* **設問 1**:
本文中の次の一文を英語に訳しなさい。「したがつて、原告は被告らに対し本訴請求をすることができない。」
* **設問 2**:
本文のうち、「(一) 原告主張の(一)の事実は、その内別紙第三目録記載の者の脱退年月日の」から「一 (第一事件について)」に至るまでのすべてを、一字も変えずにくり返しなさい。

* **ページ本文**:

"""

したがつて、原告は被告らに対し本訴請求をすることができない。
四 (第二事件原告の主張)
(一) 選定者らは、いずれも別紙第二目録組合員期間欄記載の間被告組合の組合
員であつたものであるが、被告組合に対し、その闘争賃金積立規定に基づき各自毎
月二〇〇円を預託していた。右の預託金は、組合員が退職、死亡等の理由により組
合員資格を喪失した場合には、毎年複利計算により東京労働金庫の利息を付して計
算した合計額を組合員に返還する定めであつた。選定者らはいずれも別紙第二目録
組合員期間欄の左側記載の年月日に被告組合を脱退して組合員資格を失つたので、
被告に対し、右の約定により計算した預託金の元利金として同目録請求金額欄記載
の金員の返還を求める権利がある。よつて選定当事者である原告は被告に対し、右
の各金員およびこれに対する履行期の後である昭和四一年七月一七日から完済まで
民法所定の年五分の割合による遅延損害金の支払を求める。
(二) 前記積立規定には、組合員が退職、死亡等の事由により組合員資格を喪失
した場合には積立金を払戻す旨が定められているに過ぎず、被告の主張するように
組合を脱退した者に対しては返還を要しないと解すべき根拠はない。
五 (第二事件被告の主張)
(一) 原告主張の(一)の事実は、その内別紙第三目録記載の者の脱退年月日の
点を除いてすべて認める。右目録記載の者の脱退年月日は同目録記載のとおりであ
る。
(二) 本件積立金を組合員に払戻すのは、組合員が退職、死亡等の事由により組
合員資格を失つた場合に限られるのであり、組合員が闘争中に組合の団結を破つて
組合を脱退し、これによつて組合員資格を失つた場合は含まれない。この積立金が
闘争資金を積立てることを目的とするものであることから考えれば、右の解釈は自
明のところであるといわねばならない。
六 (証拠)(省略)
       理   由
一 (第一事件について)
 株式会社大興電機製作所本社・東京工場・音響機器事業部の従業員を以て組織す
る労働組合である原告が、昭和四一年五月一〇日から同年同月二二日までの間、右
会社に対し賃上げ要求に関して重点部分ストライキを行つたこと、原告が当時組合
員として右ストライキに参加した被告らに対し、同年同月二八日、その賃金カツト
分にあたる別紙第一目録請求金額欄記載の各金員を交付したことは当事者間に争い
がない。

"""

* **提示資料**:

"""

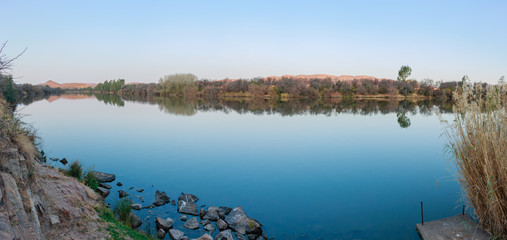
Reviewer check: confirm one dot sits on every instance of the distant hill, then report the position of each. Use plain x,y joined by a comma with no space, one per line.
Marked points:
54,84
323,76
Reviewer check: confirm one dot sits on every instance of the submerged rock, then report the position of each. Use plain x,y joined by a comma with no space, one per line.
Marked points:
192,223
165,224
104,177
161,198
135,222
176,234
224,235
241,223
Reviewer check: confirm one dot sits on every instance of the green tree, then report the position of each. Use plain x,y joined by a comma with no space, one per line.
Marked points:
404,73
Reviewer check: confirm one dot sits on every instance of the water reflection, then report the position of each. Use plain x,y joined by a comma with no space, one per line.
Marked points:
191,106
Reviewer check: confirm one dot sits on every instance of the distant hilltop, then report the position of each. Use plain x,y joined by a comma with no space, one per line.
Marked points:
324,76
54,84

"""

* **模範解答 1**:
Accordingly, the plaintiff cannot bring the claim in this action against the defendants.

* **模範解答 2**:
(一) 原告主張の(一)の事実は、その内別紙第三目録記載の者の脱退年月日の
点を除いてすべて認める。右目録記載の者の脱退年月日は同目録記載のとおりであ
る。
(二) 本件積立金を組合員に払戻すのは、組合員が退職、死亡等の事由により組
合員資格を失つた場合に限られるのであり、組合員が闘争中に組合の団結を破つて
組合を脱退し、これによつて組合員資格を失つた場合は含まれない。この積立金が
闘争資金を積立てることを目的とするものであることから考えれば、右の解釈は自
明のところであるといわねばならない。
六 (証拠)(省略)
       理   由
一 (第一事件について)